Example number
52
Example slug
example_52_linear_maps_forward_backward_as_matrix_products
Background

Historical context: Backpropagation was independently discovered multiple times (Werbos 1974, Rumelhart et al. 1986), but the mathematical foundation is the chain rule for multivariate calculus. The key insight: derivatives of compositions of linear maps involve transposes (adjoints). Matrix products became the computational substrate of deep learning because GPUs/TPUs are engineered around GEMM (General Matrix Multiply) kernels—highly optimized routines for computing $C = \alpha AB + \beta C$. Modern deep learning frameworks (PyTorch, TensorFlow, JAX) leverage automatic differentiation (autograd) to compute gradients, but the underlying operations are the manual transpose-based formulas shown here.

== Excerpted data ==
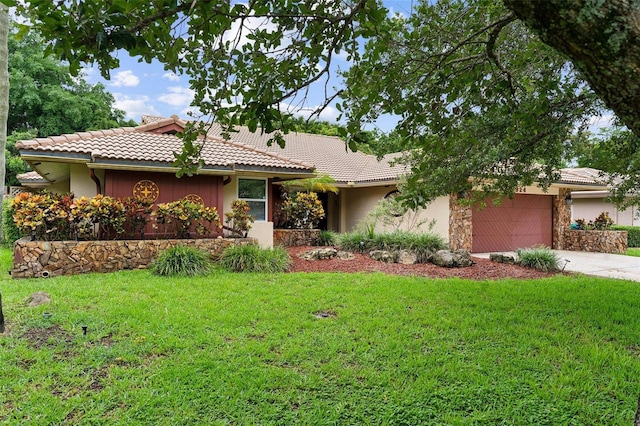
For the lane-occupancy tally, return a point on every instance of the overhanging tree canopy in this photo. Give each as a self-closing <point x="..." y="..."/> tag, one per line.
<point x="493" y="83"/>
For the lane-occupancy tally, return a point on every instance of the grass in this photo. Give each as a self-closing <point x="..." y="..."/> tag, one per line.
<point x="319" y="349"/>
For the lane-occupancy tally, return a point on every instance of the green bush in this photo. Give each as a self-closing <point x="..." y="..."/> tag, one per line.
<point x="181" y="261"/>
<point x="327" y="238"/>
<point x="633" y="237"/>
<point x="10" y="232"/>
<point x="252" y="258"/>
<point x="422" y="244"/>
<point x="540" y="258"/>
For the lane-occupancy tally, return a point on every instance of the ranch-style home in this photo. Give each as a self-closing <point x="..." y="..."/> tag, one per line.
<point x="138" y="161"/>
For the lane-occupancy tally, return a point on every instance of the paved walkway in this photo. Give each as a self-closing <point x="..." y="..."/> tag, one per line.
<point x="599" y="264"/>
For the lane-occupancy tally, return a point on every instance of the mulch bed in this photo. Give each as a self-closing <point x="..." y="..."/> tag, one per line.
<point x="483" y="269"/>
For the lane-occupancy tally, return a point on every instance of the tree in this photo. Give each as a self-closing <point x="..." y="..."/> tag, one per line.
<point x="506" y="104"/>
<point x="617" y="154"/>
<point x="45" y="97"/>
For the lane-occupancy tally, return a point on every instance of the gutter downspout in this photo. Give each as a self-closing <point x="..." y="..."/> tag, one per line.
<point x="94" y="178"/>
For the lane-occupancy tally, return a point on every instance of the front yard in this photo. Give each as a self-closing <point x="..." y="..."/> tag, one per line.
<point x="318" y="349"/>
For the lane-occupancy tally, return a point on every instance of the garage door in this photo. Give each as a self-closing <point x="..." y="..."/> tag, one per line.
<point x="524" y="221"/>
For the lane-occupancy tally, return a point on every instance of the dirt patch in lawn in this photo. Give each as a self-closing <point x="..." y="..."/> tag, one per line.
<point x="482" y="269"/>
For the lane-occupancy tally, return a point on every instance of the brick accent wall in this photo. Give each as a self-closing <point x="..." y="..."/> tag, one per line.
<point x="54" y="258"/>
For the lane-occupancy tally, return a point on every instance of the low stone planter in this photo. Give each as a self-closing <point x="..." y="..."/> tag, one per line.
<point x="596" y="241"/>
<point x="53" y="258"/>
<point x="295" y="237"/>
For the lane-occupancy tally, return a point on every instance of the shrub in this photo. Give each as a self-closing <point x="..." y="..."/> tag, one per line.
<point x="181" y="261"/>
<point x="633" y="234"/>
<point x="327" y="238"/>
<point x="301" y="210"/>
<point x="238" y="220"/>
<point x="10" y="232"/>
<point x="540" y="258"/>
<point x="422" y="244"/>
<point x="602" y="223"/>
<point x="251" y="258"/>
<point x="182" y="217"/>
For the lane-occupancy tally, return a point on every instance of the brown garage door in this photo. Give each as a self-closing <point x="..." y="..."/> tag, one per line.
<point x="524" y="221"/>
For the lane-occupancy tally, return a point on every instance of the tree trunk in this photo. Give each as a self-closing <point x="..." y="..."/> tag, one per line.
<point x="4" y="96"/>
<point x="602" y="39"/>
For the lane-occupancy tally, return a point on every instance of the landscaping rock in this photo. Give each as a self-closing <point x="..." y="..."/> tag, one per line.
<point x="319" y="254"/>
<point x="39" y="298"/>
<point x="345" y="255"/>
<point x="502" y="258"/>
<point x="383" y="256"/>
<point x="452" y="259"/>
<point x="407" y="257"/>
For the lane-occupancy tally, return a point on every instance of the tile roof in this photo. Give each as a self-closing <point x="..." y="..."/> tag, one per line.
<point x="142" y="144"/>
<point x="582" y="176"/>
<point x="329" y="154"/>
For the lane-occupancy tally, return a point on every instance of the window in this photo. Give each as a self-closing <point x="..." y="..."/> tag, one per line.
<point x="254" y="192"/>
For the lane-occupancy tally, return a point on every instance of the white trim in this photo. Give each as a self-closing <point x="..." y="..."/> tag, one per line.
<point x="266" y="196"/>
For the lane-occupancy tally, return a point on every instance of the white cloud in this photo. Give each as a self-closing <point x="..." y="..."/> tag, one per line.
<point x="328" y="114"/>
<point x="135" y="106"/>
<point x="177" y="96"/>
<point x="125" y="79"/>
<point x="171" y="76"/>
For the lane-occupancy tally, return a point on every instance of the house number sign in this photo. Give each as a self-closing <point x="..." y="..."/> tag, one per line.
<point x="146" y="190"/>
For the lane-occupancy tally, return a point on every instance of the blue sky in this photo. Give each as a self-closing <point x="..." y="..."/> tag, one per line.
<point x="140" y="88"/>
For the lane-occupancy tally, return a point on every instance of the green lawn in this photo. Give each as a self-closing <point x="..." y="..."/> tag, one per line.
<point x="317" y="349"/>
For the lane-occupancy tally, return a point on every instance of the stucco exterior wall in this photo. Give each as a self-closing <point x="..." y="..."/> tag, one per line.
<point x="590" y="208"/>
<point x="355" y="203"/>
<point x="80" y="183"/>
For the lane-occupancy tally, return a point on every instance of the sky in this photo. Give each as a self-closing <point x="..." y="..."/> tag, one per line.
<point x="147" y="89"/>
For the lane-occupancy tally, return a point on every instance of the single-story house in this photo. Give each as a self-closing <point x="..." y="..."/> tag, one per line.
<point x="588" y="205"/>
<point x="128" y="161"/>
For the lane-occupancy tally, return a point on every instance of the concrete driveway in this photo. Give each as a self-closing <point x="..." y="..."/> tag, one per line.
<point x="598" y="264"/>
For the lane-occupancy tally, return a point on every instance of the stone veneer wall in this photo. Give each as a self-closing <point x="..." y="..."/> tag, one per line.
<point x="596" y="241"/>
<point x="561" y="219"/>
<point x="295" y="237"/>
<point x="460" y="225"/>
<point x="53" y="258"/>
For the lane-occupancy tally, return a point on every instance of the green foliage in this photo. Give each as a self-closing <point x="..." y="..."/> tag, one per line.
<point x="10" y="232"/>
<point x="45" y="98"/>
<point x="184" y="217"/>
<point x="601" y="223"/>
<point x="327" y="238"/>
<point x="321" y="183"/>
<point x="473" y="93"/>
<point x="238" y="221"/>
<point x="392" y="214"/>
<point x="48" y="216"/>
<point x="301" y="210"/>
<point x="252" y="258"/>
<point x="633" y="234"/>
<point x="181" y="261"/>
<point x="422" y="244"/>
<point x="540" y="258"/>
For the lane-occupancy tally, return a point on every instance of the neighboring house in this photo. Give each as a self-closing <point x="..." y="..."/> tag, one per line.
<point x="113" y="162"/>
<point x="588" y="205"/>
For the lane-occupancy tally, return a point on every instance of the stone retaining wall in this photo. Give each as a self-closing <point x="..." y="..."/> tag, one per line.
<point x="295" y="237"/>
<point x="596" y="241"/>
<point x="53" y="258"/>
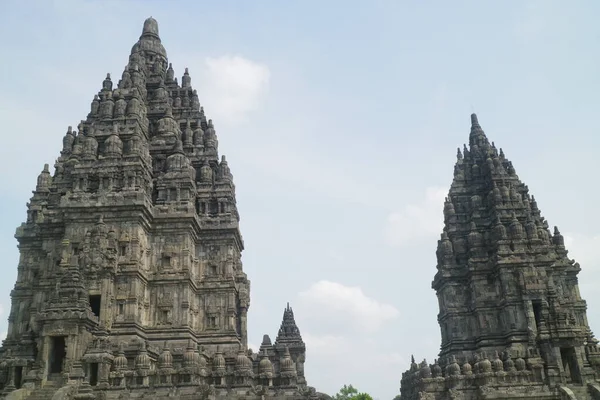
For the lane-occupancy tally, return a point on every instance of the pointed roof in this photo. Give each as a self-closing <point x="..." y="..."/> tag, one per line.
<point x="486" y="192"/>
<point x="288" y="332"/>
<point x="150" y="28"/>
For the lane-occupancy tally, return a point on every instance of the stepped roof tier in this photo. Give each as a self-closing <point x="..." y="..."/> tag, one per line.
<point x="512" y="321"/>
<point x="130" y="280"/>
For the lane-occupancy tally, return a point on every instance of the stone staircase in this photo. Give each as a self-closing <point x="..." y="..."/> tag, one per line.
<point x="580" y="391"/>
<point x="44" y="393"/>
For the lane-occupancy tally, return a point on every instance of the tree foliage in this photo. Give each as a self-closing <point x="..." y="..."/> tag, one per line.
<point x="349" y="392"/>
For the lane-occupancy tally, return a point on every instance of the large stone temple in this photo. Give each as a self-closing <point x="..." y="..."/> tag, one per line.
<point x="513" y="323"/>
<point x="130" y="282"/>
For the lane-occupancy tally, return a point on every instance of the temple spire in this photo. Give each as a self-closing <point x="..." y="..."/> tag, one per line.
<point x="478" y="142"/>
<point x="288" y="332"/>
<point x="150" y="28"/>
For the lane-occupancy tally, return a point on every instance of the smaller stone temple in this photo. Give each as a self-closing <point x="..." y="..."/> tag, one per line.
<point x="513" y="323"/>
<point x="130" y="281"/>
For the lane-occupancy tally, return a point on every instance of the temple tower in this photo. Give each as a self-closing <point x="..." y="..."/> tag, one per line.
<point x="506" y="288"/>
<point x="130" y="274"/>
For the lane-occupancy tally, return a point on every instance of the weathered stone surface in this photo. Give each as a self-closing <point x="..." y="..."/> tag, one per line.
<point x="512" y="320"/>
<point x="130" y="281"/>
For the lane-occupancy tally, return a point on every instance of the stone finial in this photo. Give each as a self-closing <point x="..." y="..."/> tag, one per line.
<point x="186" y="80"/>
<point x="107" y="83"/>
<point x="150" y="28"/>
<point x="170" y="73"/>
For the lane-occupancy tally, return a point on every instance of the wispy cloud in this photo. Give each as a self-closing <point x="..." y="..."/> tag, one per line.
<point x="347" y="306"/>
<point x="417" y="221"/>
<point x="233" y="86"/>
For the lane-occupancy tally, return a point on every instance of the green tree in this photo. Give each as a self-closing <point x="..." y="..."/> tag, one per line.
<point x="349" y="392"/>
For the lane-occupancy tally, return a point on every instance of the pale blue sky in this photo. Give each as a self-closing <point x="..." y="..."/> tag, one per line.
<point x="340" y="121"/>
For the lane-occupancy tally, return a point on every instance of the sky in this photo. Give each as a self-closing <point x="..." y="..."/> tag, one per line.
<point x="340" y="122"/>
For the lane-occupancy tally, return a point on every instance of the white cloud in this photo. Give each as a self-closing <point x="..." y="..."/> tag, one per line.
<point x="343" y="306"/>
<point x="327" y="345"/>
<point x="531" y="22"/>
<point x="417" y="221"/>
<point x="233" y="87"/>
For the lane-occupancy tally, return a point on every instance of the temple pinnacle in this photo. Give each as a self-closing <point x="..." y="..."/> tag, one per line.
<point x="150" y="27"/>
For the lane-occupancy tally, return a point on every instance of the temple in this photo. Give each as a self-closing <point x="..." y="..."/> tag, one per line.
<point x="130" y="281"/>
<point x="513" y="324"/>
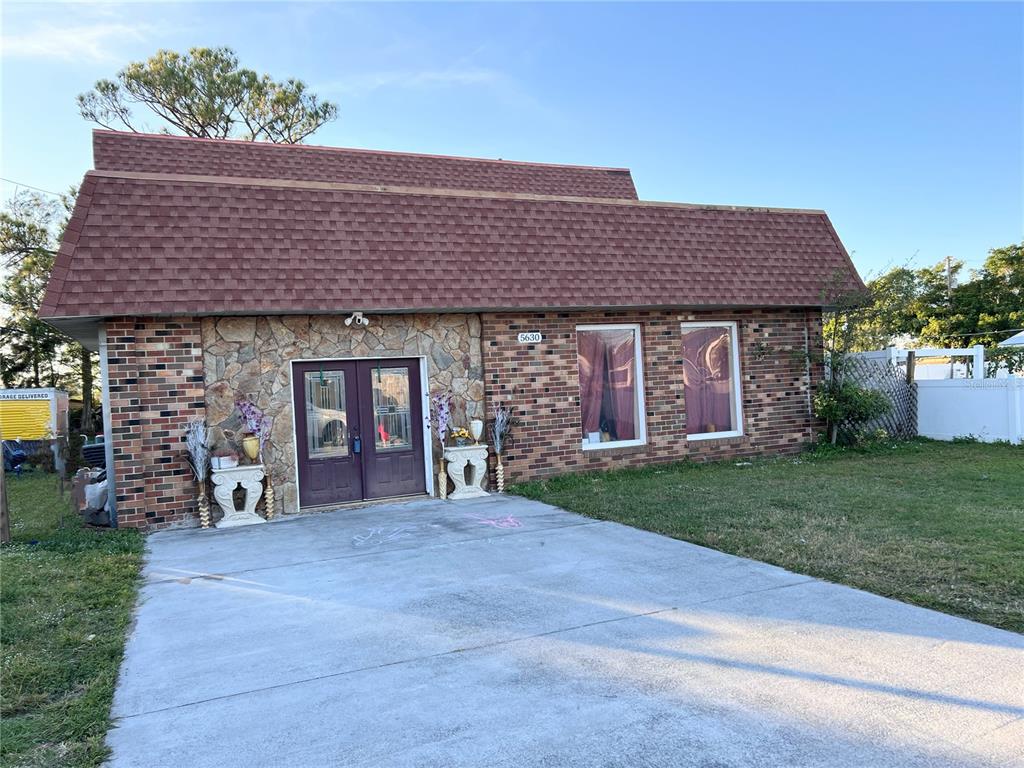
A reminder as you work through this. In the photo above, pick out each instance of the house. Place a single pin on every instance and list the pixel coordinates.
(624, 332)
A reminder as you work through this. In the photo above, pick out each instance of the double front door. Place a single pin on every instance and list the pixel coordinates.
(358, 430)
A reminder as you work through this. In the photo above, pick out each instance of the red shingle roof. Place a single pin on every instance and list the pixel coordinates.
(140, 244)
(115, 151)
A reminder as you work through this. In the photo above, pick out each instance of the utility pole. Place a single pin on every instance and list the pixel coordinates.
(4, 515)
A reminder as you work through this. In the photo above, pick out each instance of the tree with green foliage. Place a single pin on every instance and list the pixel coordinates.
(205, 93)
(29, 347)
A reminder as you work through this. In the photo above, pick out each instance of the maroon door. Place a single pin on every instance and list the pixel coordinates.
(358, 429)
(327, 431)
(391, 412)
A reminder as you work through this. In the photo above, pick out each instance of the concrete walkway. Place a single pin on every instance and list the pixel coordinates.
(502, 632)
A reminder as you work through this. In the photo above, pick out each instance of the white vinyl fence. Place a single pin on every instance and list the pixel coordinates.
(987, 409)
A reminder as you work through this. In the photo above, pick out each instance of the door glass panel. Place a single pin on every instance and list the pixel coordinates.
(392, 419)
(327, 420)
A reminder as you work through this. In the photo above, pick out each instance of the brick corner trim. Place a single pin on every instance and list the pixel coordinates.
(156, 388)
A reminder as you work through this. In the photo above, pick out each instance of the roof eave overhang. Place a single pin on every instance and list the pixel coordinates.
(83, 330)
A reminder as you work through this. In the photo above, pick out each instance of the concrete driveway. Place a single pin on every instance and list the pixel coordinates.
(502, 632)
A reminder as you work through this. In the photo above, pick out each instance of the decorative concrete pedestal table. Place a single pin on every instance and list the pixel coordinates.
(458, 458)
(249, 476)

== Task requirements ==
a - Reproduce the backpropagation background verbatim, from "Historical context: Backpropagation" up to and including "formulas shown here.".
b - Identify each line in the entries that contains the word "concrete", and copy those lines.

== Answers to the tasks ==
a -
Historical context: Backpropagation was independently discovered multiple times (Werbos 1974, Rumelhart et al. 1986), but the mathematical foundation is the chain rule for multivariate calculus. The key insight: derivatives of compositions of linear maps involve transposes (adjoints). Matrix products became the computational substrate of deep learning because GPUs/TPUs are engineered around GEMM (General Matrix Multiply) kernels—highly optimized routines for computing $C = \alpha AB + \beta C$. Modern deep learning frameworks (PyTorch, TensorFlow, JAX) leverage automatic differentiation (autograd) to compute gradients, but the underlying operations are the manual transpose-based formulas shown here.

b -
For the lane-occupancy tally, return a point on every instance of the concrete driveway in this photo. Give each as a self-closing <point x="..." y="..."/> tag, one per line.
A reminder as you work through this. In the photo above, pick out each instance of the concrete walkway. Place a single pin on every instance and list the pixel coordinates.
A reminder as you work through this. In the photo above, pick out each instance of the concrete driveway. Place a single pin on every instance and list the pixel coordinates.
A reminder as you work through this. In the photo above, pick out each instance of the decorative concrete pedestal table. Place a single pin on every instance and list the pixel coordinates.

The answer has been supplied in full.